Louis, Lucien, Antoine, Muel naît le 5 janvier 1909 à Rachecourt-sur-Marne (Haute-Marne), 19 km au sud-est de Saint-Dizier, premier fils d’Antoine Muel et de Joséphine, Henriette, Cabartier, son épouse (sœur d’Auguste Cabartier), tous deux décédés en 1911. Louis a – au moins – un frère, Marius, Henri, né le 29 juillet 1910.
Le 11 mars 1933, à Rachecourt, Louis Muel se marie avec Georgette, Eugénie, Louise, Emma, Lemineur, née en 1912 à Maurupt-le-Montois (Marne). Ils auront trois enfants : Lucien, né le 23 novembre 1931, Antoine, né le 30 décembre 1934, et Geneviève, née le 10 juillet 1939, tous à Rachecourt.
Jusqu’au moment de l’arrestation du chef de famille, celle-ci est domiciliée à Rachecourt, dans ce que l’on appelle les Cours : des rangées doubles de maisons avec juste un jardinet sur le pas de porte, l’arrière étant occupé par d’autres familles mais sans entrée commune.
Louis Muel est lamineur à la forge de Rachecourt – appartenant à la Société Métallurgique de Champagne – comme son oncle Auguste Cabartier (la forge sera détruite en 1961).

Données fournies:

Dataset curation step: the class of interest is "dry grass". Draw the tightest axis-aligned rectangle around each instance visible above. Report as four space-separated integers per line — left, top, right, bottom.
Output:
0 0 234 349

Travail demandé:
1. D'après l'extrait sur Louis Muel, quel métier celui-ci exerce-t-il à la forge de Rachecourt ?
2. Rédigez la suite de l'extrait sur Louis Muel, en reprenant après sa dernière phrase.
Ces données proviennent d'une source distincte de l'extrait.

Résultats par tâche:
1. Il est lamineur.

2.
Le 22 juin 1941, Louis Muel est arrêté, avec Auguste Cabartier, parmi une soixantaine de militants communistes et syndicalistes interpellés en quelques jours dans la Haute-Marne [1] (dont 15 futurs “45000”). D’abord détenu à la prison de Chaumont, il est transféré le 27 juin au camp allemand de Royallieu à Compiègne (Oise), administré et gardé par la Wehrmacht (Frontstalag 122 – Polizeihaftlager).
Entre fin avril et fin juin 1942, Louis Muel est sélectionné avec plus d’un millier d’otages désignés comme communistes et une cinquantaine d’otages désignés comme juifs dont la déportation a été décidée en représailles des actions armées de la résistance communiste contre l’armée allemande (en application d’un ordre de Hitler).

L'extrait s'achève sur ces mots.